++++ Data provided
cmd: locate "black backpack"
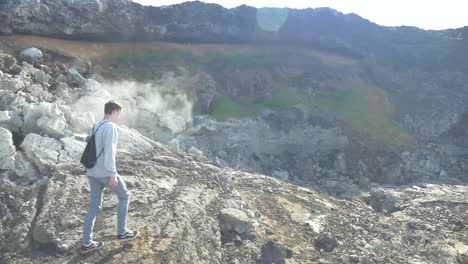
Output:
[80,122,108,169]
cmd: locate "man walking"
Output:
[80,100,137,253]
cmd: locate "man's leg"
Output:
[112,175,130,235]
[83,177,105,244]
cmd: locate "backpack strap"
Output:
[93,121,109,160]
[93,121,109,135]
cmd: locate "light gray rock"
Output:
[68,68,86,87]
[271,171,289,181]
[21,133,62,175]
[19,47,43,63]
[58,137,86,163]
[33,70,51,83]
[219,208,252,237]
[0,78,25,92]
[0,127,16,170]
[69,111,95,133]
[23,102,69,138]
[14,152,40,182]
[0,111,11,127]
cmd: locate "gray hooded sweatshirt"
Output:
[86,119,118,178]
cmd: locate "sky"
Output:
[133,0,468,30]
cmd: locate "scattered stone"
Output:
[0,127,16,170]
[314,233,338,252]
[369,190,398,214]
[258,240,293,264]
[219,208,252,243]
[68,68,86,87]
[19,48,43,64]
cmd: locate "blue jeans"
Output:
[83,175,130,244]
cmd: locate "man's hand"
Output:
[107,176,119,189]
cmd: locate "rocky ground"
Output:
[0,154,468,263]
[0,46,468,263]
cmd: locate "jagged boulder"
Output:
[19,48,43,64]
[68,68,86,87]
[21,133,62,175]
[23,102,69,138]
[0,127,16,170]
[14,151,41,183]
[219,208,252,242]
[0,111,11,128]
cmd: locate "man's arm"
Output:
[102,124,117,177]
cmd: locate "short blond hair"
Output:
[104,100,122,115]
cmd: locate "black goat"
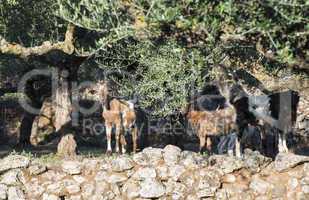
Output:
[230,85,299,155]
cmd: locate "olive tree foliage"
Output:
[0,0,309,115]
[58,0,309,115]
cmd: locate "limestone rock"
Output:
[57,134,77,157]
[209,155,244,174]
[274,153,309,172]
[169,165,186,181]
[163,145,181,166]
[111,156,133,172]
[139,179,165,198]
[249,177,271,195]
[28,164,47,175]
[0,184,8,200]
[244,149,271,173]
[133,167,157,180]
[61,161,82,175]
[122,181,140,199]
[1,170,21,185]
[133,152,149,166]
[42,193,60,200]
[8,187,26,200]
[0,155,30,173]
[143,147,163,165]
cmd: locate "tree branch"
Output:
[0,24,75,59]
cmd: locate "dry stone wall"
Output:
[0,145,309,200]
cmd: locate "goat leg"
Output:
[120,133,127,154]
[235,137,241,158]
[116,123,121,153]
[200,134,206,153]
[132,127,137,153]
[105,124,112,154]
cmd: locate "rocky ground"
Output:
[0,145,309,200]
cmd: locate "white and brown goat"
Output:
[185,82,241,157]
[98,81,137,154]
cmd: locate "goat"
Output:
[184,84,240,157]
[99,81,137,154]
[230,85,299,152]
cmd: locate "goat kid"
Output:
[231,85,299,152]
[186,105,241,157]
[99,82,137,154]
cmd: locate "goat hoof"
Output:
[106,150,112,156]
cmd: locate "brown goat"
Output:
[99,82,137,154]
[186,106,238,154]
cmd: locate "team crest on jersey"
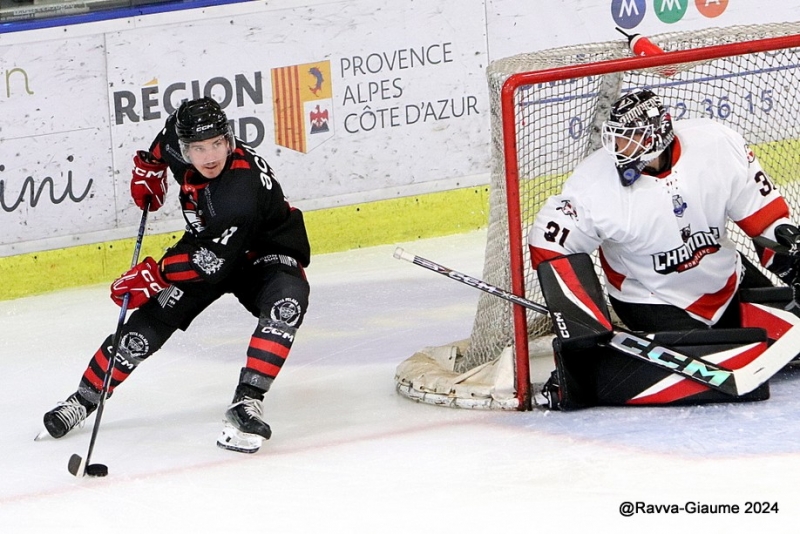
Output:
[556,200,578,219]
[269,297,303,326]
[116,332,150,366]
[744,145,756,163]
[192,247,225,274]
[681,224,692,243]
[653,226,721,274]
[672,195,686,218]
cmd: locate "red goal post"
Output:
[395,23,800,410]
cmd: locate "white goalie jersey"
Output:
[528,119,790,324]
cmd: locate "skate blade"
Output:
[217,425,264,454]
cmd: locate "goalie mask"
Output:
[175,96,236,163]
[602,89,675,187]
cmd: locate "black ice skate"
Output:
[217,389,272,453]
[44,393,97,439]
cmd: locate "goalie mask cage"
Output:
[395,23,800,410]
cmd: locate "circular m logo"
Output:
[611,0,648,30]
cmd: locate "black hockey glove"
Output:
[773,224,800,310]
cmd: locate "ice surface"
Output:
[0,232,800,534]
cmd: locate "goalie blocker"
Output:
[538,254,800,410]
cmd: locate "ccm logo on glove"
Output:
[111,257,169,310]
[131,150,167,211]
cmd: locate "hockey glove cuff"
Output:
[111,257,169,310]
[131,150,167,211]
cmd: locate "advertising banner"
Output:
[0,35,117,255]
[106,0,489,230]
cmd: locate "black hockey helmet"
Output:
[602,89,675,186]
[175,96,235,162]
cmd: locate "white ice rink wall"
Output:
[0,0,800,297]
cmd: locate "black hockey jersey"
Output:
[150,114,311,283]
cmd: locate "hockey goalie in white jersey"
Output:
[528,89,800,412]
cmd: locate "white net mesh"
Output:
[398,19,800,406]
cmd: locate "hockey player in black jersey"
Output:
[44,97,310,452]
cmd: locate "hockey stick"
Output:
[67,203,150,477]
[394,247,800,397]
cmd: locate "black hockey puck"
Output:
[86,464,108,477]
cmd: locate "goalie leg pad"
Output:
[537,254,612,350]
[550,328,769,410]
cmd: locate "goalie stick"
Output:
[394,247,800,397]
[67,203,150,477]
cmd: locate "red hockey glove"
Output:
[131,150,167,211]
[111,257,169,310]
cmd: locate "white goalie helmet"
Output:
[602,89,675,186]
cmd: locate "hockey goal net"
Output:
[395,23,800,409]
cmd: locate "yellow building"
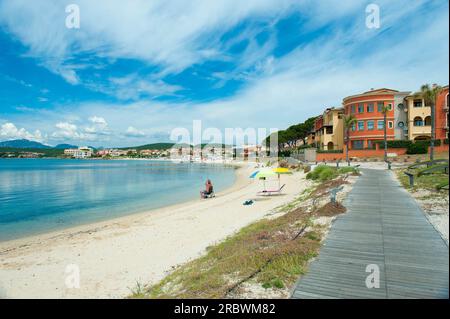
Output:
[315,107,344,151]
[405,95,431,141]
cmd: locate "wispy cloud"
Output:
[0,0,449,145]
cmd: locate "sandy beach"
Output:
[0,165,310,298]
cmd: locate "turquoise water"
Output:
[0,159,235,241]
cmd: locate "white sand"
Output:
[0,167,309,298]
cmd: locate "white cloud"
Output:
[0,122,44,142]
[51,122,85,140]
[0,0,449,146]
[125,126,145,137]
[0,0,297,84]
[88,115,108,126]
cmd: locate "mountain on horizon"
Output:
[0,139,52,149]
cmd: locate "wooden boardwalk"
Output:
[292,170,449,299]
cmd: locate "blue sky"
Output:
[0,0,449,146]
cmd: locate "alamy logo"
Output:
[66,4,80,29]
[366,3,380,29]
[366,264,380,289]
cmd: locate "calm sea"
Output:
[0,159,235,241]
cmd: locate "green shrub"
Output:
[317,149,344,154]
[319,166,338,182]
[338,166,359,174]
[306,165,338,182]
[406,143,428,154]
[376,140,412,148]
[414,140,441,147]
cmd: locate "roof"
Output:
[343,88,401,102]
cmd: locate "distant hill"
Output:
[54,144,78,150]
[0,139,52,149]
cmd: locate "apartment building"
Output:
[343,88,410,149]
[64,146,93,158]
[435,85,450,140]
[405,85,449,141]
[319,107,344,151]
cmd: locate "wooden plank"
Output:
[292,170,449,299]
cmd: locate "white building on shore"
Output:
[64,146,93,158]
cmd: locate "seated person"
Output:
[200,179,213,198]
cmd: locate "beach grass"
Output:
[396,169,448,194]
[130,174,345,299]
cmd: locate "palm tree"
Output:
[415,84,442,161]
[344,115,356,165]
[381,105,390,162]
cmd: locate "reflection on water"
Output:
[0,159,234,240]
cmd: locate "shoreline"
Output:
[0,158,243,244]
[0,163,245,248]
[0,163,308,298]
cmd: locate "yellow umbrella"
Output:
[273,167,292,174]
[273,167,292,188]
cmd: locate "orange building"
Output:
[343,88,409,149]
[435,85,450,140]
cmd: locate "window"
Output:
[358,103,364,113]
[358,121,364,131]
[414,116,423,126]
[352,141,364,150]
[377,102,384,113]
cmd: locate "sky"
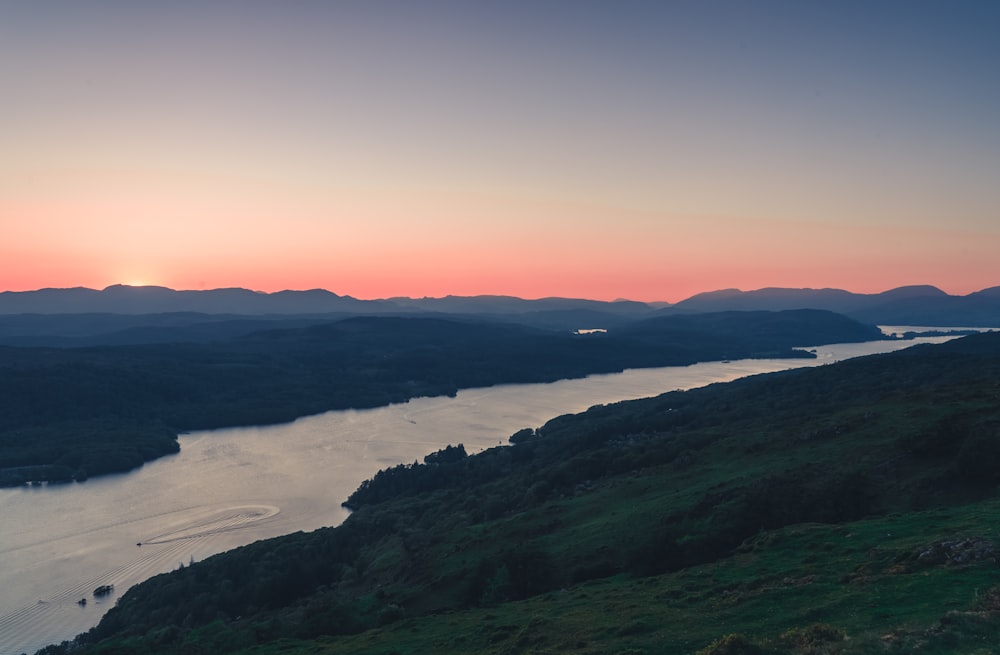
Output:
[0,0,1000,302]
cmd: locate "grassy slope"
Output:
[52,335,1000,653]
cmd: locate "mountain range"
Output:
[0,285,1000,329]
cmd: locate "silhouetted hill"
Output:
[661,285,1000,327]
[0,312,880,485]
[0,284,386,314]
[44,333,1000,655]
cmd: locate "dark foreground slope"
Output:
[0,311,881,486]
[48,334,1000,655]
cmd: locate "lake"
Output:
[0,336,960,655]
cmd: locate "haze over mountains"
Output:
[0,285,1000,335]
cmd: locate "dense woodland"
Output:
[0,310,881,486]
[39,333,1000,655]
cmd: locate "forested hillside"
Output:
[0,311,881,486]
[48,334,1000,655]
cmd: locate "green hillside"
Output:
[37,334,1000,655]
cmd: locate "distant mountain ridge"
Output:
[0,285,1000,329]
[661,285,1000,327]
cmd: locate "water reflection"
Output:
[0,338,946,654]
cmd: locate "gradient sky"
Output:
[0,0,1000,301]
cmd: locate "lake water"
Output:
[0,336,960,655]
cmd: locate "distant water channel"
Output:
[0,336,968,655]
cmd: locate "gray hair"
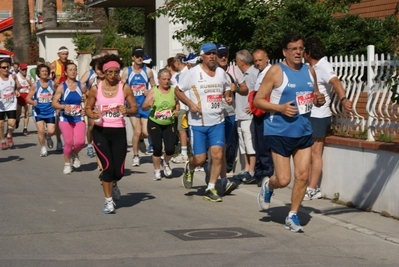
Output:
[236,49,253,65]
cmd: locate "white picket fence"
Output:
[271,45,399,141]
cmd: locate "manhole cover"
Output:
[165,227,263,241]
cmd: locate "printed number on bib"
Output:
[64,105,82,116]
[206,94,223,110]
[37,93,53,103]
[131,84,146,96]
[296,92,314,115]
[101,104,123,119]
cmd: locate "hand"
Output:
[224,96,233,106]
[119,105,127,115]
[313,92,326,107]
[280,100,298,117]
[188,102,201,113]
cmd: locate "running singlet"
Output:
[54,60,66,83]
[95,81,125,128]
[149,86,176,125]
[0,75,17,112]
[60,81,83,122]
[126,65,148,107]
[264,63,314,138]
[33,81,55,119]
[178,65,231,126]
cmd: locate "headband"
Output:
[103,61,121,72]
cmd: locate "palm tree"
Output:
[42,0,57,28]
[13,0,30,62]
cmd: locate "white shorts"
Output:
[237,120,255,155]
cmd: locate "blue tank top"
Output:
[59,81,83,122]
[264,63,314,138]
[126,65,148,107]
[32,81,55,119]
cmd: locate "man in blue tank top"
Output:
[121,46,155,167]
[254,33,325,233]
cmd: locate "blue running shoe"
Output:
[284,214,304,233]
[258,176,273,210]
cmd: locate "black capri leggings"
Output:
[147,119,177,157]
[93,125,127,183]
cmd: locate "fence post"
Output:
[366,45,375,141]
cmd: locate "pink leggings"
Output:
[58,121,86,157]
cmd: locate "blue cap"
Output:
[200,43,217,55]
[216,43,229,55]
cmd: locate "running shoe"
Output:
[57,140,62,151]
[7,136,14,148]
[45,134,54,150]
[172,154,188,163]
[72,154,81,169]
[303,188,322,200]
[182,161,194,189]
[204,188,223,202]
[194,166,205,172]
[40,147,47,157]
[112,183,121,201]
[258,176,273,210]
[87,146,96,158]
[153,171,161,181]
[139,140,147,154]
[162,161,172,177]
[103,200,115,214]
[63,164,72,174]
[146,145,154,155]
[132,155,140,167]
[224,180,237,196]
[284,214,303,233]
[1,141,8,150]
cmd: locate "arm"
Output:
[119,83,139,115]
[25,83,37,107]
[141,90,155,110]
[329,77,352,112]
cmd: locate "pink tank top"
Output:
[94,81,125,128]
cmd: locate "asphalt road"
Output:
[0,120,399,267]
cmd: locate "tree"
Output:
[13,0,30,62]
[153,0,399,58]
[43,0,57,28]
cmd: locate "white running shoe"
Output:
[103,200,115,214]
[72,154,81,169]
[40,147,47,157]
[64,164,72,174]
[154,171,161,181]
[163,161,172,177]
[172,154,188,163]
[112,183,121,201]
[132,155,140,167]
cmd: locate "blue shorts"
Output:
[309,117,331,138]
[265,135,313,157]
[35,116,55,124]
[224,115,236,144]
[189,121,224,155]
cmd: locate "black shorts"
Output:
[265,135,313,157]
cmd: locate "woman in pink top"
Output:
[86,55,138,214]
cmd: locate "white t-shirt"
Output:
[0,74,17,112]
[255,64,272,91]
[310,57,337,118]
[178,64,231,126]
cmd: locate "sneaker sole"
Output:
[203,196,223,202]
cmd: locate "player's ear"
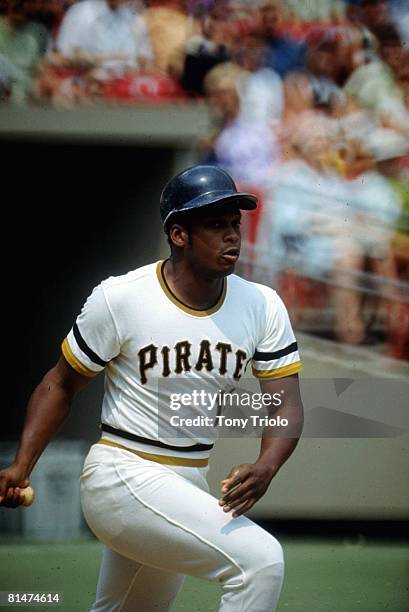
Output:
[169,223,189,248]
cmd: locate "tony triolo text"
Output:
[170,414,288,429]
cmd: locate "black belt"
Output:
[101,423,214,453]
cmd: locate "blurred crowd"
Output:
[0,0,409,352]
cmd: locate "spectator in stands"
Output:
[260,0,306,78]
[36,0,152,106]
[144,0,202,78]
[181,2,230,96]
[233,33,284,126]
[284,28,350,121]
[56,0,152,69]
[0,0,50,104]
[259,114,400,344]
[360,0,392,35]
[344,22,408,131]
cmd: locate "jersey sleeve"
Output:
[61,285,120,377]
[252,292,302,379]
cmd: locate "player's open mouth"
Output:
[222,248,240,263]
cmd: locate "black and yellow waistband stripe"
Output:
[97,438,209,467]
[61,338,98,378]
[72,323,108,368]
[156,261,227,317]
[253,342,298,361]
[253,361,302,378]
[101,423,214,453]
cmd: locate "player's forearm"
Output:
[256,401,304,477]
[15,375,71,476]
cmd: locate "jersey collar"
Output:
[156,260,227,317]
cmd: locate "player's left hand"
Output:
[219,463,274,518]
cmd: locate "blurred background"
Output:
[0,0,409,612]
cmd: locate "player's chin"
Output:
[218,255,239,275]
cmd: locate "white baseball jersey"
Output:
[62,261,301,457]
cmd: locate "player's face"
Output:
[184,207,241,277]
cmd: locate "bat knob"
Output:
[20,487,34,506]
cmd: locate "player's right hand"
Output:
[0,464,30,508]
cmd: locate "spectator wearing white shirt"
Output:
[56,0,152,69]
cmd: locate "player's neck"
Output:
[163,259,224,310]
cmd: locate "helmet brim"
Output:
[163,191,258,226]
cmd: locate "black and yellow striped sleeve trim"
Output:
[72,323,108,368]
[253,361,302,379]
[61,338,99,378]
[253,342,298,361]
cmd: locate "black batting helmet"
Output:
[160,165,257,229]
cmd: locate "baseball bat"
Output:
[19,487,34,506]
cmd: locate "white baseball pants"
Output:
[81,444,284,612]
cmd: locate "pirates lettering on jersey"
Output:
[138,340,247,385]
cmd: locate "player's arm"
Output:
[0,357,91,507]
[219,374,303,517]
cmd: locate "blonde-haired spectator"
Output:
[144,0,201,76]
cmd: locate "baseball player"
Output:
[0,165,302,612]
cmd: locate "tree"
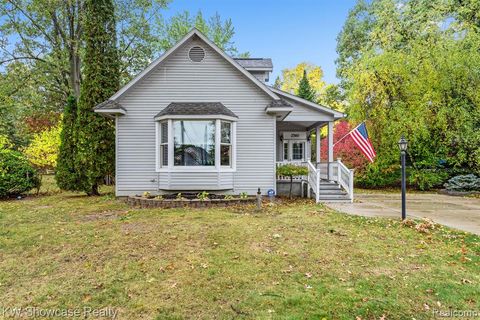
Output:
[24,126,62,172]
[338,0,480,188]
[0,0,168,99]
[75,0,119,195]
[318,84,347,112]
[297,70,317,102]
[320,120,368,172]
[55,96,80,191]
[273,76,282,90]
[279,62,325,97]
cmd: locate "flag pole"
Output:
[333,121,365,147]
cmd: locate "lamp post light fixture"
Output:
[398,136,408,220]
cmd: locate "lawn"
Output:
[0,176,480,319]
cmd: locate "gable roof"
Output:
[155,102,238,118]
[269,87,346,119]
[110,28,279,100]
[233,58,273,71]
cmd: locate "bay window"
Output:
[157,119,235,171]
[173,120,215,166]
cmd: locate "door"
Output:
[283,140,305,162]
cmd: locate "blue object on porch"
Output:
[267,189,275,198]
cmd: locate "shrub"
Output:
[408,170,448,190]
[0,149,40,198]
[25,125,62,172]
[444,174,480,191]
[277,164,308,198]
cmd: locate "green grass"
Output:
[0,177,480,319]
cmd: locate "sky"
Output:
[163,0,356,83]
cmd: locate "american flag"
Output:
[348,122,377,162]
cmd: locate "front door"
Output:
[283,140,305,162]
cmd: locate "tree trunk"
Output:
[288,176,293,199]
[70,47,80,97]
[88,183,100,196]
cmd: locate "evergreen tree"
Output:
[273,76,282,90]
[297,70,316,102]
[75,0,119,195]
[55,96,79,191]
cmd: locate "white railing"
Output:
[277,159,353,203]
[307,161,320,203]
[333,159,353,202]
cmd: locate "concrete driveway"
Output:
[327,193,480,235]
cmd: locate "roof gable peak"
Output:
[109,28,279,100]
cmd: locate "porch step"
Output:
[320,188,347,196]
[320,183,341,190]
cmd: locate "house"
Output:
[94,29,353,201]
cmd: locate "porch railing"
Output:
[277,159,353,202]
[307,161,320,203]
[333,159,353,202]
[276,161,307,181]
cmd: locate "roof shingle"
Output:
[234,58,273,69]
[155,102,238,118]
[93,100,126,111]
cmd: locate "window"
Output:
[157,119,235,171]
[160,121,168,167]
[173,120,215,166]
[292,142,304,160]
[220,121,232,167]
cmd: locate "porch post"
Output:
[328,121,333,181]
[315,126,321,169]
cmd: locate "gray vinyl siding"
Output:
[282,97,334,122]
[116,40,275,196]
[250,71,268,82]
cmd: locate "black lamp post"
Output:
[398,136,407,220]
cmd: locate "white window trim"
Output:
[282,139,308,162]
[155,116,237,173]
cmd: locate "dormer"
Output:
[235,58,273,83]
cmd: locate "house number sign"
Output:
[283,132,307,140]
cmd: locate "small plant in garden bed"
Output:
[175,192,188,200]
[197,191,210,201]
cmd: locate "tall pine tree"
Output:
[297,70,317,102]
[55,96,79,191]
[75,0,119,195]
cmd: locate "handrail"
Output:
[336,159,353,202]
[307,161,320,203]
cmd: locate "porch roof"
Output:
[269,87,346,120]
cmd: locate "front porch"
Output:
[276,121,353,202]
[265,87,353,202]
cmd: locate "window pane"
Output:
[220,145,232,166]
[160,144,168,166]
[160,121,168,143]
[173,120,215,166]
[292,142,303,160]
[221,121,232,143]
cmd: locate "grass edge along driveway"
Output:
[0,188,480,319]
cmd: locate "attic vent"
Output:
[188,46,205,62]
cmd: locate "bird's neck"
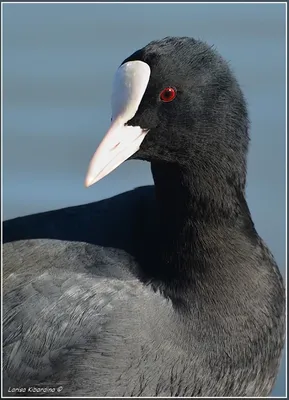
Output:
[147,163,256,304]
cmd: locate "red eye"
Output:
[160,87,177,103]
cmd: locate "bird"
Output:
[3,37,285,397]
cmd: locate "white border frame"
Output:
[1,1,288,399]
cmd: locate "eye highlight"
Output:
[160,87,177,103]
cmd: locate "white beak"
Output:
[85,61,150,187]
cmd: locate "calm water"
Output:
[3,4,285,396]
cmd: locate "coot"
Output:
[3,37,285,397]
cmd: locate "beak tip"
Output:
[84,176,94,188]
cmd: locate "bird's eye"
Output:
[160,87,177,103]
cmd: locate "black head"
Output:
[86,37,249,191]
[123,37,249,189]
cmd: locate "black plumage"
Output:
[3,38,285,396]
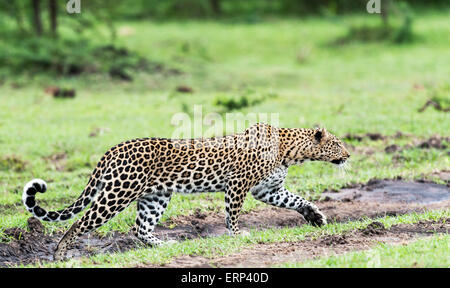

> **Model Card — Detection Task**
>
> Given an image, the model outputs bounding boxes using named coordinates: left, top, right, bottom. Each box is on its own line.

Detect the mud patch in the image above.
left=151, top=219, right=450, bottom=267
left=0, top=180, right=450, bottom=267
left=322, top=180, right=450, bottom=205
left=0, top=217, right=142, bottom=267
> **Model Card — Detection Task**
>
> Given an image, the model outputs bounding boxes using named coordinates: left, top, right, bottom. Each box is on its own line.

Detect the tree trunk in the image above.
left=31, top=0, right=42, bottom=36
left=48, top=0, right=58, bottom=38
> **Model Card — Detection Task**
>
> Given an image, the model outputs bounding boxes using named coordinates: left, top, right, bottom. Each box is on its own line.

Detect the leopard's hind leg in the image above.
left=54, top=190, right=139, bottom=261
left=133, top=192, right=172, bottom=246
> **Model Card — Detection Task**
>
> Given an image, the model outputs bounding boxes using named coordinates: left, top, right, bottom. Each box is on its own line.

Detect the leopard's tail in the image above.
left=22, top=174, right=102, bottom=222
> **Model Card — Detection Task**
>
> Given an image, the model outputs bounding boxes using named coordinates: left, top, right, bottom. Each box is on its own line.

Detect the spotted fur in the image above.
left=22, top=124, right=350, bottom=259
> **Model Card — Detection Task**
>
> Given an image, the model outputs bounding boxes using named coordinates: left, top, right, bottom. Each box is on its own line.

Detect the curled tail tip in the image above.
left=22, top=179, right=47, bottom=212
left=23, top=179, right=47, bottom=196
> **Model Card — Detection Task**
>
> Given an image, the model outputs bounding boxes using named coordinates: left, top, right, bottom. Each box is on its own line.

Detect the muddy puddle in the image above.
left=153, top=219, right=450, bottom=267
left=322, top=180, right=450, bottom=205
left=0, top=180, right=450, bottom=267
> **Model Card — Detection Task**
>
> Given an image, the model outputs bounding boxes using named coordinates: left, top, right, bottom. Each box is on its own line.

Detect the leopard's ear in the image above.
left=314, top=127, right=327, bottom=143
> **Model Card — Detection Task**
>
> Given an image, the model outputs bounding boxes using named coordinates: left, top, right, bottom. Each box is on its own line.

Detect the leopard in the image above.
left=22, top=123, right=350, bottom=260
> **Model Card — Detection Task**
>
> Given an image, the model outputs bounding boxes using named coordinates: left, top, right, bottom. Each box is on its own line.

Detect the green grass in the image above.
left=27, top=209, right=450, bottom=267
left=0, top=12, right=450, bottom=265
left=277, top=234, right=450, bottom=268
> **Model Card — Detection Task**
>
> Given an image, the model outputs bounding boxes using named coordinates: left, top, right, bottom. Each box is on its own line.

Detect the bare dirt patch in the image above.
left=156, top=219, right=450, bottom=267
left=322, top=179, right=450, bottom=204
left=0, top=180, right=450, bottom=266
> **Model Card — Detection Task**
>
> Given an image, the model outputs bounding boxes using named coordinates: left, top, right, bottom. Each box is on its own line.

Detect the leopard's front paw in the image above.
left=298, top=205, right=327, bottom=227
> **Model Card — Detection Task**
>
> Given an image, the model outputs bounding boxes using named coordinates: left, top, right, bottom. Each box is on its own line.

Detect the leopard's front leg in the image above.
left=225, top=180, right=249, bottom=235
left=250, top=168, right=327, bottom=226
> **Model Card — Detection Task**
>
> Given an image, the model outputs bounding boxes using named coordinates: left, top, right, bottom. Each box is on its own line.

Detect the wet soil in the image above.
left=150, top=219, right=450, bottom=267
left=0, top=180, right=450, bottom=267
left=322, top=180, right=450, bottom=204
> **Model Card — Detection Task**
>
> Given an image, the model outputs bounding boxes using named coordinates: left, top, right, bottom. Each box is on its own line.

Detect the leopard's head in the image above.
left=305, top=128, right=350, bottom=165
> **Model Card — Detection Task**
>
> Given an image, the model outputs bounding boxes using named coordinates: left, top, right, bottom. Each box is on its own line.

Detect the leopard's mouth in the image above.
left=331, top=158, right=347, bottom=165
++++++++
__Work instructions__
Please scale the data above, beginning at its first line and continuing through the line containing "[93,121,109,135]". Write all of those lines out again with every bounding-box coordinate in the outputs multiplied by 1.2 and rounded to a whole number (halves round up), keep everything else unchanged, and leave the pictures out.

__Expected answer__
cmd: locate "black backpack"
Output:
[96,146,130,203]
cmd: locate "man walking"
Output:
[96,120,164,304]
cmd: locate "man's leg"
Output:
[134,210,156,282]
[100,212,126,293]
cmd: locate "backpack strap"
Output:
[112,145,131,192]
[112,145,131,162]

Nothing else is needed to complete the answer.